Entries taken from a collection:
┌──

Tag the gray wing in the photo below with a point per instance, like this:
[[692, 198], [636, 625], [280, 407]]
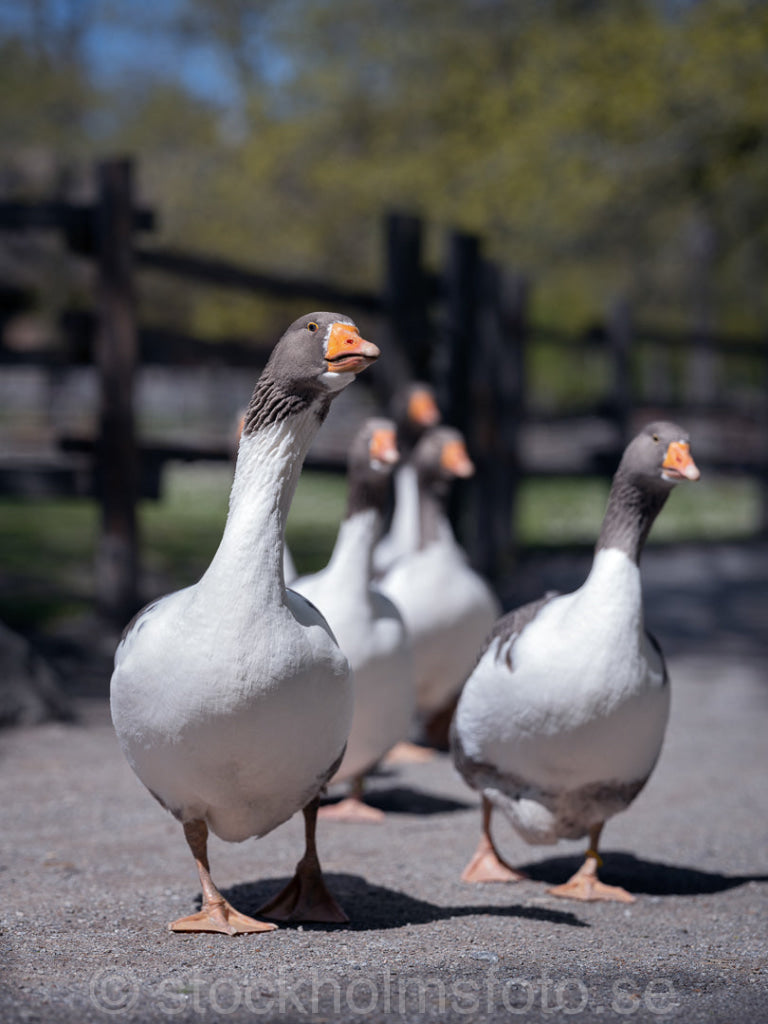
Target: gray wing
[[511, 626]]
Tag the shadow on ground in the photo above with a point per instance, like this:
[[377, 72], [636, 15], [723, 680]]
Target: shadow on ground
[[372, 907], [642, 877], [403, 800]]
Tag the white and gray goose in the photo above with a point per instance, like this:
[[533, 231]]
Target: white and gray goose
[[449, 609], [414, 411], [563, 718], [230, 698], [368, 626]]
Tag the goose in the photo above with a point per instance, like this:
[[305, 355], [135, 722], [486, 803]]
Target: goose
[[448, 607], [562, 720], [414, 411], [366, 624], [289, 565], [230, 698]]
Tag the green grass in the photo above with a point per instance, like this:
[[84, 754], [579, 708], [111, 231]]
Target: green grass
[[47, 547]]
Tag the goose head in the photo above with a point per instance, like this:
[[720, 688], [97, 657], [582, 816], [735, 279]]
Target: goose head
[[659, 457], [441, 457], [373, 456], [322, 351], [415, 410], [315, 358]]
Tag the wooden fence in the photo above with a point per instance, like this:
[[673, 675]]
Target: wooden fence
[[465, 328]]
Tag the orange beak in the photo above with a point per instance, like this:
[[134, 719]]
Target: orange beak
[[678, 464], [346, 352], [383, 448], [423, 410], [455, 459]]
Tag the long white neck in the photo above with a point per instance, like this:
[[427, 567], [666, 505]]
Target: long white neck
[[613, 591], [404, 527], [351, 559], [248, 564]]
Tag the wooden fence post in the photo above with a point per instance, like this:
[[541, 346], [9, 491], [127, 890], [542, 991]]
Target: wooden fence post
[[455, 351], [406, 300], [497, 398], [117, 356]]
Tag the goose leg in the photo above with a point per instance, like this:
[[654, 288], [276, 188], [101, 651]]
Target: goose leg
[[585, 885], [352, 808], [407, 753], [306, 897], [487, 864], [216, 914]]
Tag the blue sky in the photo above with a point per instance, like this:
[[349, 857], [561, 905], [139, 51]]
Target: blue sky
[[118, 46]]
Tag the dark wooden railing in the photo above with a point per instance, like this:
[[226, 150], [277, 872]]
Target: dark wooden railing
[[466, 328]]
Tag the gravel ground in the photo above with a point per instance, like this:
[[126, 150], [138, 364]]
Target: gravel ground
[[91, 870]]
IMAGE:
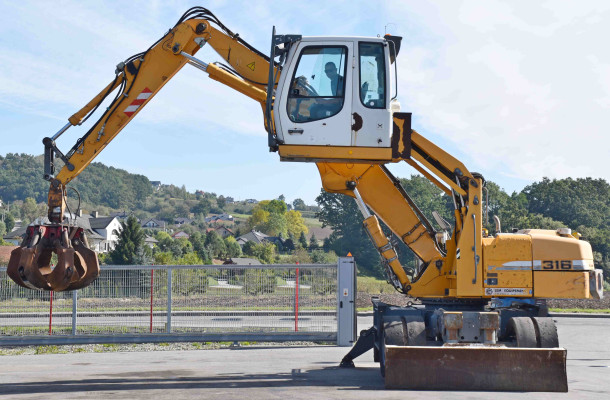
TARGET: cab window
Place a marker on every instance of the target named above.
(372, 75)
(317, 89)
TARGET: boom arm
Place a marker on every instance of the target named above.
(140, 77)
(375, 188)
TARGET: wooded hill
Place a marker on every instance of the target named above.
(580, 204)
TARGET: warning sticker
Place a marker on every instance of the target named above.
(508, 291)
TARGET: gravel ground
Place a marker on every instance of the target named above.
(126, 348)
(364, 300)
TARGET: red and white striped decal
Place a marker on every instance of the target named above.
(142, 97)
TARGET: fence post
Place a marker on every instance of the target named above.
(152, 281)
(51, 313)
(74, 310)
(296, 302)
(169, 300)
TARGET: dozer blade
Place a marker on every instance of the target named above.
(476, 368)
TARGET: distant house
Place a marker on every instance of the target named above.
(121, 215)
(154, 224)
(108, 229)
(222, 231)
(181, 235)
(182, 221)
(252, 236)
(150, 241)
(242, 261)
(15, 237)
(219, 218)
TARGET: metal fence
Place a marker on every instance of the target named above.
(144, 303)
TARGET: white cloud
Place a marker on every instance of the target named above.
(517, 89)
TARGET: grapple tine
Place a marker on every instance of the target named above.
(88, 261)
(30, 264)
(28, 269)
(12, 270)
(61, 276)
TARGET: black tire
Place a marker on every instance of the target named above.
(522, 331)
(415, 330)
(546, 332)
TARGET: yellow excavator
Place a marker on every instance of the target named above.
(481, 324)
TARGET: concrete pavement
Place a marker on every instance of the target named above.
(270, 373)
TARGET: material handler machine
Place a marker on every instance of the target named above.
(332, 101)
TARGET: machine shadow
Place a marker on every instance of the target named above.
(367, 378)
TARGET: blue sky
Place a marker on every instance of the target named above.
(516, 90)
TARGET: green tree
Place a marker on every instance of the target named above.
(221, 202)
(313, 242)
(198, 242)
(9, 222)
(164, 258)
(29, 210)
(215, 244)
(233, 248)
(258, 219)
(202, 208)
(129, 249)
(341, 214)
(295, 223)
(264, 252)
(298, 204)
(276, 225)
(189, 259)
(303, 240)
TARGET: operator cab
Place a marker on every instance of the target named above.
(333, 99)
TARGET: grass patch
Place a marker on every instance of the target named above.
(49, 350)
(372, 285)
(581, 310)
(313, 222)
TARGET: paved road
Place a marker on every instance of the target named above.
(270, 373)
(322, 322)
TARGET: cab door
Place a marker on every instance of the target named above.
(370, 103)
(315, 99)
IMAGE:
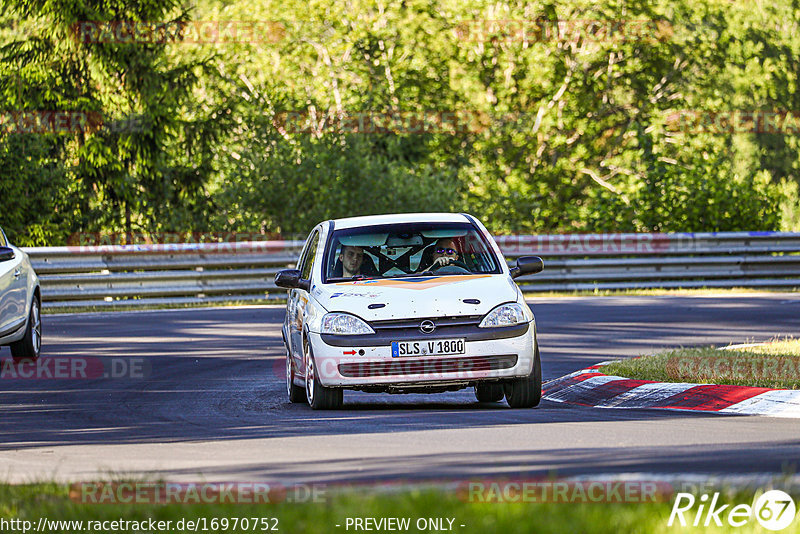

└──

*GIVEN EXERCISE:*
Starting at the beginning of the entries and ending at the line that contains "[[466, 328]]", write every line out again with its wording intact, but offset each point coordinate in the answers by adding 60 to it. Leave the sample coordinates in the wording unchanged and omit the pictures.

*CORRECT RESULT:*
Tag the gray wing in the photo below with a point per instance, like this:
[[692, 198], [636, 625], [280, 407]]
Target: gray wing
[[571, 686]]
Tag the shadow on ground in the photo above with a point per instance, like this:
[[377, 72], [636, 15], [723, 680]]
Target: shadow on ground
[[432, 967], [702, 937], [463, 860]]
Tag the white and gray goose in the photo above with a point per instance, like this:
[[533, 231]]
Target: white and gray goose
[[509, 669], [474, 471], [623, 778], [290, 758], [428, 686]]
Tag the goose in the photo above with a point per instance, like this:
[[305, 355], [135, 722], [486, 803]]
Target: goose
[[508, 667], [622, 780], [474, 471], [426, 684], [349, 625], [290, 758]]
Tag the green grass in the photo above with a point per instance, like this:
[[84, 754], [579, 708], [111, 231]]
Target: green grass
[[107, 607]]
Tag the goose head in the photo above with a point per instance, like this:
[[720, 688], [97, 657], [582, 816], [735, 279]]
Target: goose head
[[719, 517], [501, 517], [433, 516], [382, 411], [475, 470], [375, 418]]
Tag the wooden fence in the photo above with a point per instance, like this:
[[673, 675]]
Target: wooden fence
[[525, 388]]
Tag the orange beak in the photo above with a point per instance, like this:
[[134, 719]]
Target: orange beak
[[738, 524], [406, 412], [443, 508], [483, 470], [515, 519]]
Tag the long white neck in the photo above with a point per instance, like this:
[[427, 567], [666, 505]]
Target: long white neck
[[673, 651], [464, 587], [411, 619], [308, 624]]
Tag the wooden fence post in the photo above with a point per instance, like this:
[[541, 346], [9, 491], [127, 890], [542, 991]]
Target: wooden fence post
[[515, 411], [466, 360], [557, 458], [177, 416]]
Tag the goose leg in the photo above with a point per instance, like this:
[[654, 288], [276, 188], [101, 651]]
Target: goose leg
[[645, 945], [412, 868], [467, 813], [366, 957], [547, 924], [276, 974]]
Tag the blue sky in the photo above with a point per instance, like this:
[[349, 857], [561, 905], [139, 51]]
Target: blue sky
[[178, 106]]
Tag the dark wooden railing in the photo above with a point per instance, like this:
[[226, 150], [277, 872]]
Target: dark wooden railing
[[526, 388]]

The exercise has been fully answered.